● **What you have to do**
Copy the lines below word for word, leaving out the pictures.
■ ■ ■ ■ ■ ■ ■
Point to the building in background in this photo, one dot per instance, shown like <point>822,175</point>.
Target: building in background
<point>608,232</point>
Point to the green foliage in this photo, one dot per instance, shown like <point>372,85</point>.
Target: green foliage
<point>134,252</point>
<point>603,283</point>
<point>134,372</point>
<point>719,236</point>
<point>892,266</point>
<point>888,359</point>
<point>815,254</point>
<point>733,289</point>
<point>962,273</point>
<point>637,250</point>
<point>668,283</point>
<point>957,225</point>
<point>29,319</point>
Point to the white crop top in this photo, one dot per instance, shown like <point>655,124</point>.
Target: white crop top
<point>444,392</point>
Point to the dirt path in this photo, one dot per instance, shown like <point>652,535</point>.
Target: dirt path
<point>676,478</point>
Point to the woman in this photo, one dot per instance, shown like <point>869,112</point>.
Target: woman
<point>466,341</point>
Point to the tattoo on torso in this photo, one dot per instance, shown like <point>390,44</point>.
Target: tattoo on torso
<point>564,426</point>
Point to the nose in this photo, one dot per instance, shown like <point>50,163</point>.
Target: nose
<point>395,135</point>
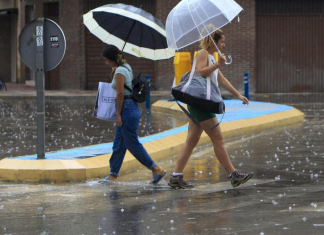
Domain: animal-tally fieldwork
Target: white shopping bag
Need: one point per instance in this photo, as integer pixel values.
(105, 107)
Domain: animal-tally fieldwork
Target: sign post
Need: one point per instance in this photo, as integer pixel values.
(246, 85)
(41, 47)
(40, 88)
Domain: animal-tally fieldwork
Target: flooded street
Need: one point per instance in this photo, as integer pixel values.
(285, 195)
(69, 124)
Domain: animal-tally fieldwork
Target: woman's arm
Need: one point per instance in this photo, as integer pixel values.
(223, 82)
(202, 67)
(120, 81)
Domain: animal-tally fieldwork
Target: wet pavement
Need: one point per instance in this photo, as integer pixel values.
(69, 124)
(285, 195)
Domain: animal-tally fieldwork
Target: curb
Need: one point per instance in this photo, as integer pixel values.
(98, 167)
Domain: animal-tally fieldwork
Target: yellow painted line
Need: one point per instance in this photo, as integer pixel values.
(98, 167)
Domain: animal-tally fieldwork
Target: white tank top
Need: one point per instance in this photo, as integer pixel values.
(213, 76)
■ ■ ■ ■ ■ ■ ■
● **Task solution**
Point to the building in background in this photo, one dot per instance, shown like <point>822,175</point>.
Target: building in background
<point>608,232</point>
Point to the green foliage in this photo, one dot per instance, shown like <point>372,85</point>.
Target: green foliage
<point>134,252</point>
<point>603,283</point>
<point>134,372</point>
<point>719,236</point>
<point>892,266</point>
<point>888,359</point>
<point>815,254</point>
<point>733,289</point>
<point>962,273</point>
<point>637,250</point>
<point>668,283</point>
<point>957,225</point>
<point>29,319</point>
Point to the white crop top in this photo, one dot per instance, shown like <point>655,124</point>.
Target: white crop top
<point>444,392</point>
Point to the dirt path in this photo, one dot per instance, shown like <point>652,535</point>.
Target: dirt path
<point>676,478</point>
Point to the woman in this photo, one dot per instance, shown like <point>869,112</point>.
Target: woman
<point>466,341</point>
Point to the tattoo on torso in this photo, one dot per instance, shown like <point>390,44</point>.
Target: tattoo on torso
<point>564,426</point>
Point to the nose in this photo, one dot per instance, shown like <point>50,163</point>.
Target: nose
<point>395,135</point>
Domain: animal-tally fieldwork
Target: white shopping bag
Need: one point per instance in this photo, as integer pixel values.
(105, 107)
Domain: animal-tally fieldwork
Target: sign post
Need: one point per instance in this photo, as integer pixel values.
(246, 85)
(41, 47)
(40, 88)
Domain: animal-tally fieldwork
Target: flooded street
Need: one point per instance in this photo, as integer pixel values.
(285, 195)
(69, 124)
Domain: animal-tally fieldwork
Target: woman's arm
Need: one point per instance in this photo, as integer pixel values.
(223, 82)
(202, 67)
(120, 81)
Domain: animal-tally fieldwork
Target: wet pavement
Need: one point per instance in this photo, as integer pixel values.
(69, 124)
(285, 195)
Domain: animal-tally fieldwork
Target: curb
Need: one point per instance in this photo, as integer pixel values.
(98, 167)
Domain: animal-tally fieldwork
Target: yellow painted line
Need: one point per instance in this photo, as integer pixel values.
(98, 167)
Domain: animal-tally fieldwork
Target: white tank top
Need: one point per instance in this photo, as integer pixel values.
(213, 76)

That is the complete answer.